A Letter to my Anxious Self

Our eleven part series of Pastoral Helps continues! We hope you are finding the talks and devotionals helpful. If you’ve just dropped in, you can sign up for the free Navigating Worry course here.

In this eighth post, we have found a helpful tool that helps some people struggling with anxiety, is to write a short letter to read during troubled times and difficult seasons…I hope this post helps ♡

Friend

I know you are in the middle of one of those times when the familiar is out of reach and peace is silent, I know you are scared. 

So first off, well done for even picking up this letter. You will come through this. I don’t know how long it will take, because, as ever, anxiety doesn’t respect your time, appointments, or social occasions, sleep, holidays… the list goes on. 

But let’s remember a few things! 

You are strong, courageous, and creative. 

You are loved by many, and you are beautiful kind. 

You have so much to look forward to, this time you’re in will not become who you are. 

Please, be kind to yourself by taking one step to wellness. 

Knowing you, it’d be good to acknowledge the source of your anxiety. Remember, anxiety is normal and ok and even embrace it and accept the thoughts – just don’t believe them. 

You are not going insane, you might be afraid, but you’re not losing it. 

I know your room feels safer than anywhere else, but try and engage with life and don’t isolate yourself today. 

Remember when you’re well, you always say that the moment you reached out to someone, that It changed everything? 

Remember the emoji symbol you use with your friend to let her know you’re struggling. Maybe now’s the time to send it…? 

Just a few more tips to remember that have worked for you in the past! 

Get into nature, eat healthy, whole food, drink water. Cut down on caffeine and dare I say it, alcohol – your body needs to reduce the toxins – plus you need a good night’s sleep.

##############################

## Exercise tasks
- 1) Answer these from the post on anxiety:
(a) How many parts does the series of Pastoral Helps have?
(b) Which three qualities does the letter say the reader has in the sentence beginning "You are strong"?
(c) Which two drinks does the letter suggest cutting down on?
- 2) Reproduce the part of the post on anxiety starting with "You have so" and going on through "not losing it.", with no changes.
The lines after this point have no connection to the post on anxiety.

##############################

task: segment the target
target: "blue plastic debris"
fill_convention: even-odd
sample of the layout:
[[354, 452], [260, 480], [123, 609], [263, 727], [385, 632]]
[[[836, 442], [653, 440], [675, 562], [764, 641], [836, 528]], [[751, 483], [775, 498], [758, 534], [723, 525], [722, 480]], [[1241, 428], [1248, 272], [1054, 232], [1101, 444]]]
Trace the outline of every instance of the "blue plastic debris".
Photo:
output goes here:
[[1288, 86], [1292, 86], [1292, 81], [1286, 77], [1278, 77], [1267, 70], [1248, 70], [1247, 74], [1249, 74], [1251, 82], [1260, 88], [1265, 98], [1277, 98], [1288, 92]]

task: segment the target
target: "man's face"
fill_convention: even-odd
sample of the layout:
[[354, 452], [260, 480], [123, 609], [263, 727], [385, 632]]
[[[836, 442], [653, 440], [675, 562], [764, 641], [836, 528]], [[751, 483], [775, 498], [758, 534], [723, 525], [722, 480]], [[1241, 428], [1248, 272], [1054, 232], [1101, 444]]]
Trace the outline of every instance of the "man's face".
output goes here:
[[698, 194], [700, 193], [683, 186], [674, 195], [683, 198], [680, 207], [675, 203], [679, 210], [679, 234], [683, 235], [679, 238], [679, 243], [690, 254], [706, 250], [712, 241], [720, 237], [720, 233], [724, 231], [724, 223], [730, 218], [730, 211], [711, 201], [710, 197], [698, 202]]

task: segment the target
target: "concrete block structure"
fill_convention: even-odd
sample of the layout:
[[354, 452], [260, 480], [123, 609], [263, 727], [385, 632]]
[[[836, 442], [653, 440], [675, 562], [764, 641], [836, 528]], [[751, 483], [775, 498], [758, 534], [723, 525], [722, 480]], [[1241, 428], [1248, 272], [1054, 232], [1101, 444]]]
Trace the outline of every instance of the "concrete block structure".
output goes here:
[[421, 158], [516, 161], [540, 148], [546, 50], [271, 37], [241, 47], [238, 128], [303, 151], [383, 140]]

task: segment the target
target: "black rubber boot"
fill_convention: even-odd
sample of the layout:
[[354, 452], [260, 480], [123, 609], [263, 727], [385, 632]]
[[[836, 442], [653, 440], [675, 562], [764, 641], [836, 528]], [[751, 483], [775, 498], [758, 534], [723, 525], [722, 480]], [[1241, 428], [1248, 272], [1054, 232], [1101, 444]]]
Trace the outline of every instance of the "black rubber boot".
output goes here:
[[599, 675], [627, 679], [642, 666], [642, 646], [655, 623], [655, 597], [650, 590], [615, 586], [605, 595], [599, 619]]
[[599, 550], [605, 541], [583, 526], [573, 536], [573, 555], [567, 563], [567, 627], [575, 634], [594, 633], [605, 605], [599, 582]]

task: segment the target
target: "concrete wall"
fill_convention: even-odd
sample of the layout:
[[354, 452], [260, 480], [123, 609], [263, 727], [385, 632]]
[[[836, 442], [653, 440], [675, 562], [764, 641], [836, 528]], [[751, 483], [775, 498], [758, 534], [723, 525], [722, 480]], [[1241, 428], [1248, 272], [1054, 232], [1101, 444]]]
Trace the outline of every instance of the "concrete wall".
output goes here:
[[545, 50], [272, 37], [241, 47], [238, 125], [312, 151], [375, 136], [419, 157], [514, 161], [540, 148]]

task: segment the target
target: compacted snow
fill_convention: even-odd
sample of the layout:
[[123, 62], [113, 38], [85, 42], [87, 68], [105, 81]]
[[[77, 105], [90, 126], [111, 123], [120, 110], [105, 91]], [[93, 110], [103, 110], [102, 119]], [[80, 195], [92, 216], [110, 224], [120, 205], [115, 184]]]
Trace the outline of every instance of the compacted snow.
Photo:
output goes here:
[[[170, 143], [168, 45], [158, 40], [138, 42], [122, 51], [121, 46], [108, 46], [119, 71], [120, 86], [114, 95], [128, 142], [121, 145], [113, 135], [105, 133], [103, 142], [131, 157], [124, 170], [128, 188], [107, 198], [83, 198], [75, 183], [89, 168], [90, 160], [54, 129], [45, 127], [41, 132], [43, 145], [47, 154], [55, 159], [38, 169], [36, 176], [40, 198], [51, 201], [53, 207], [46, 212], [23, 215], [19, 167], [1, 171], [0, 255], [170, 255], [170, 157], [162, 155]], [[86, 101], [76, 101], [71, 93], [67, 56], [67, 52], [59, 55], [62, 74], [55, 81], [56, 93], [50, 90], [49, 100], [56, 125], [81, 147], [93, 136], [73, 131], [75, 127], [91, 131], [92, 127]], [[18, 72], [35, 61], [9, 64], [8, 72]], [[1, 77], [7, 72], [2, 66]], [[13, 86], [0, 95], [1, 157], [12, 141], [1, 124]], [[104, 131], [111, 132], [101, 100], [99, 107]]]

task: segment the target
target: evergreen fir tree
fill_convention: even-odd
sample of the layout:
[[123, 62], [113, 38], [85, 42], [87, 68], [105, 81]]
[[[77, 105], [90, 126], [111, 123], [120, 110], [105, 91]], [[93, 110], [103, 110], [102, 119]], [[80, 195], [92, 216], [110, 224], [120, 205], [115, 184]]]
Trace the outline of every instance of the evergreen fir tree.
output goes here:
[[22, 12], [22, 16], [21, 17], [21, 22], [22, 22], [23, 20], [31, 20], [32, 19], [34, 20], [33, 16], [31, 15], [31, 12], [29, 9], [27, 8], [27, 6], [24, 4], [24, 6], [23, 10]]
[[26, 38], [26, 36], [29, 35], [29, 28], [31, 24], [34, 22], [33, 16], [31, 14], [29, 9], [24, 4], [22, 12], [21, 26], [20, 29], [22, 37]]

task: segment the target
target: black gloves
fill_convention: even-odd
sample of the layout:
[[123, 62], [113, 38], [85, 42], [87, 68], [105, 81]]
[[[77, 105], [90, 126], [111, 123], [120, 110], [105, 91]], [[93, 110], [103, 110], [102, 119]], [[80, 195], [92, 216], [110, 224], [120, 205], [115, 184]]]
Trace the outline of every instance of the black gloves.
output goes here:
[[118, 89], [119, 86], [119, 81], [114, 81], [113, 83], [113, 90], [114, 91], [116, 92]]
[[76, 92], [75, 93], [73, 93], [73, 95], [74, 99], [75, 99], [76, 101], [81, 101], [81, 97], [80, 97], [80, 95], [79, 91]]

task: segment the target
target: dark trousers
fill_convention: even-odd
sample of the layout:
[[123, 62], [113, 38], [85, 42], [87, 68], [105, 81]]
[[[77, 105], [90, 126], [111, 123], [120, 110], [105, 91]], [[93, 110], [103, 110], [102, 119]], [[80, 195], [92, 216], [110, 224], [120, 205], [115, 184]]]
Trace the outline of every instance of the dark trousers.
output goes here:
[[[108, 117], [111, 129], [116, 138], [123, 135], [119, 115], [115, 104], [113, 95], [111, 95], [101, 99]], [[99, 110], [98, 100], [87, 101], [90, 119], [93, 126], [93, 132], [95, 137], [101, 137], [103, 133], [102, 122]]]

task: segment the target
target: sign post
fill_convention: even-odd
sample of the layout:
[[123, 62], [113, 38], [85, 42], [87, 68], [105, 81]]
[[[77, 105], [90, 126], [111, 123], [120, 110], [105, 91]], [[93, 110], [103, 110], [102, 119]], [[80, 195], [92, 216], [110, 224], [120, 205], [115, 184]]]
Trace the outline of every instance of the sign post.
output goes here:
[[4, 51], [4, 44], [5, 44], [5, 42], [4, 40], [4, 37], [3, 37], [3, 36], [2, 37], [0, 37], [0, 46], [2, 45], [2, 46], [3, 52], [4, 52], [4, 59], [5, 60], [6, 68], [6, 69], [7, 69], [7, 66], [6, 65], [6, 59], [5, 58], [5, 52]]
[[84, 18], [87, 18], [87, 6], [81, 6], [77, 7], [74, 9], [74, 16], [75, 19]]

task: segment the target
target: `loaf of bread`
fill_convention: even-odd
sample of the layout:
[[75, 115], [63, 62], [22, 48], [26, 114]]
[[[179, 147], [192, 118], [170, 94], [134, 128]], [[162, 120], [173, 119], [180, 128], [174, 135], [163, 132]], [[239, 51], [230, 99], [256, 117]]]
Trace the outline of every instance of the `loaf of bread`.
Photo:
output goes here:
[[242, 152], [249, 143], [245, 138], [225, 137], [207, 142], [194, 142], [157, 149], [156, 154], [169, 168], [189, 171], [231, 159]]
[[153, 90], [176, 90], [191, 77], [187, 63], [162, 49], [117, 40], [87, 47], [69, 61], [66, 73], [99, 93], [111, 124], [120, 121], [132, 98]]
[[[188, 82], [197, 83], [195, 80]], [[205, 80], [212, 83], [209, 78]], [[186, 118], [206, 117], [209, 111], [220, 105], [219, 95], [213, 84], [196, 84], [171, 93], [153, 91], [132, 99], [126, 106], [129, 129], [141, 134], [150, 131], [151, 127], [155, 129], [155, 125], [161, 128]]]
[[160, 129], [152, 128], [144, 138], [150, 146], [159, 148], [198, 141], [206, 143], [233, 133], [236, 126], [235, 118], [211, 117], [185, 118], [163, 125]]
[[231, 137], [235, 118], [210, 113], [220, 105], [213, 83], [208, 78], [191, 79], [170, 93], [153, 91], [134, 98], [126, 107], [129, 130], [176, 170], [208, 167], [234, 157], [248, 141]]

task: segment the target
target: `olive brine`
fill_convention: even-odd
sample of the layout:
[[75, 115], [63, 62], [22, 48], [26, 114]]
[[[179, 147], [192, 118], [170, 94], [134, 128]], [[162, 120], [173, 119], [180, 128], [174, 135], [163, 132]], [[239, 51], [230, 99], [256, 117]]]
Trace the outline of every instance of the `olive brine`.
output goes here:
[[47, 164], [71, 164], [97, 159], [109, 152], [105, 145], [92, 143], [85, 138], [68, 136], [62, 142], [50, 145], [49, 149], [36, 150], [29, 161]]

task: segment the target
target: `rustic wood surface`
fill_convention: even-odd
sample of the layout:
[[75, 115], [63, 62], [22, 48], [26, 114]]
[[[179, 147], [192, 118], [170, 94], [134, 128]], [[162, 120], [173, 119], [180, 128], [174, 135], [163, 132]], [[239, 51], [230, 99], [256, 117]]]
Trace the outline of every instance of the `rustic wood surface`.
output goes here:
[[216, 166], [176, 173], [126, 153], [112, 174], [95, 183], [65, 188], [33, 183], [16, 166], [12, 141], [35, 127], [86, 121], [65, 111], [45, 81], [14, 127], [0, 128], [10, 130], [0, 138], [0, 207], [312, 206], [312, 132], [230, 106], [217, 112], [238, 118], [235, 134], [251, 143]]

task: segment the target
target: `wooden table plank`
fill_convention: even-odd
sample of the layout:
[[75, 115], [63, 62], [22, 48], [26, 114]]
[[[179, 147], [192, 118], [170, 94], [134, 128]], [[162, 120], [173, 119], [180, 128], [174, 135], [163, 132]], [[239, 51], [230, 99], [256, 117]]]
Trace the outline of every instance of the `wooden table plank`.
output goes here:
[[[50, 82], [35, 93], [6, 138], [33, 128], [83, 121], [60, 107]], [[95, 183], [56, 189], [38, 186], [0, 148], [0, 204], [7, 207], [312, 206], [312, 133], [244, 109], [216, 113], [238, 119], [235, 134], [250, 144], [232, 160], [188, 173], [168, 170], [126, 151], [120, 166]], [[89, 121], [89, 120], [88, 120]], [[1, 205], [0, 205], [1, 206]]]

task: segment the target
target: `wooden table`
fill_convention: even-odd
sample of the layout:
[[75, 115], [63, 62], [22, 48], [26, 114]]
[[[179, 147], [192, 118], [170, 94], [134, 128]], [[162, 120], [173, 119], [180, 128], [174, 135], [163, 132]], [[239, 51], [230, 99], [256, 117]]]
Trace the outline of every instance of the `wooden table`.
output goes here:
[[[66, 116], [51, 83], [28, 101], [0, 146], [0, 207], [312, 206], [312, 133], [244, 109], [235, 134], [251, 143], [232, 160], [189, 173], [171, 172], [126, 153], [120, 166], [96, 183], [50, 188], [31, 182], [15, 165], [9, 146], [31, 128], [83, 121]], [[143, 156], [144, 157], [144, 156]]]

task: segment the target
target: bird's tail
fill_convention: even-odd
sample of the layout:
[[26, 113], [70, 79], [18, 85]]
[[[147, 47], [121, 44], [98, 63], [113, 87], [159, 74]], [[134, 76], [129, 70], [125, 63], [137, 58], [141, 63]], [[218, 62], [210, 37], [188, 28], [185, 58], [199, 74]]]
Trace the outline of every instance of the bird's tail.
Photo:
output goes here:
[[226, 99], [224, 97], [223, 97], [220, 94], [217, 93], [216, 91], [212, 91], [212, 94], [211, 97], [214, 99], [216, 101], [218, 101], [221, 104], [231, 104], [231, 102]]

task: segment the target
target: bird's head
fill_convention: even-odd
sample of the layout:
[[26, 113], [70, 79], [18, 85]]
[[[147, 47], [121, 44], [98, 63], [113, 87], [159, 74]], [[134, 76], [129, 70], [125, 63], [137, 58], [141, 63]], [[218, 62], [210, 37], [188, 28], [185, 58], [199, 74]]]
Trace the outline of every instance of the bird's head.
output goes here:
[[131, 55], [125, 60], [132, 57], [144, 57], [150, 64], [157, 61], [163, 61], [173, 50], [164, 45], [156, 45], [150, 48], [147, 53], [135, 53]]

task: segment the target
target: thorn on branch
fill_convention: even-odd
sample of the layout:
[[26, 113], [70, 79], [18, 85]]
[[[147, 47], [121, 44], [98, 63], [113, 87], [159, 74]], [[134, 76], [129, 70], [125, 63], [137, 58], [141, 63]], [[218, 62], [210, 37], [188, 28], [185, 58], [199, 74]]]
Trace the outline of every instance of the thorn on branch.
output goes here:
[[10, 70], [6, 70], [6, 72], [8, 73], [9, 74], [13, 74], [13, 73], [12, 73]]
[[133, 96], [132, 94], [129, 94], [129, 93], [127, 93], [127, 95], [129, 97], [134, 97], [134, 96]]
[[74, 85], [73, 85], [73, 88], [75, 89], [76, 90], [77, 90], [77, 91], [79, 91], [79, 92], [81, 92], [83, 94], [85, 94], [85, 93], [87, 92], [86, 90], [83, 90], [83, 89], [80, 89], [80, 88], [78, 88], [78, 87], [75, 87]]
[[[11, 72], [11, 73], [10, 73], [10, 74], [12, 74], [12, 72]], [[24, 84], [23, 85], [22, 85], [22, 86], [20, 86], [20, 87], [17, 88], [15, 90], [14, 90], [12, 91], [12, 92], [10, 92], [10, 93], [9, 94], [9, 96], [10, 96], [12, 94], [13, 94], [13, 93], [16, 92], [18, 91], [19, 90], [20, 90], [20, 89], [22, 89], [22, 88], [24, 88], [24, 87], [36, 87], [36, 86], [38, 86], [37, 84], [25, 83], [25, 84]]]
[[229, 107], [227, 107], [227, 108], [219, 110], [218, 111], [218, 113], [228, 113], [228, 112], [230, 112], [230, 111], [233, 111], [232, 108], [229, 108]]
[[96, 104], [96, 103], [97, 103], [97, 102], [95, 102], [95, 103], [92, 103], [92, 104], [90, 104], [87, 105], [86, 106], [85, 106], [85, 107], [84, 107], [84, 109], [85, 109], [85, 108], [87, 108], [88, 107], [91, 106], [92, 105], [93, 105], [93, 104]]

##############################

## Solution set
- 1)
(a) Eleven.
(b) Strong, courageous, and creative.
(c) Caffeine and alcohol.

- 2)
You have so much to look forward to, this time you’re in will not become who you are. 

Please, be kind to yourself by taking one step to wellness. 

Knowing you, it’d be good to acknowledge the source of your anxiety. Remember, anxiety is normal and ok and even embrace it and accept the thoughts – just don’t believe them. 

You are not going insane, you might be afraid, but you’re not losing it.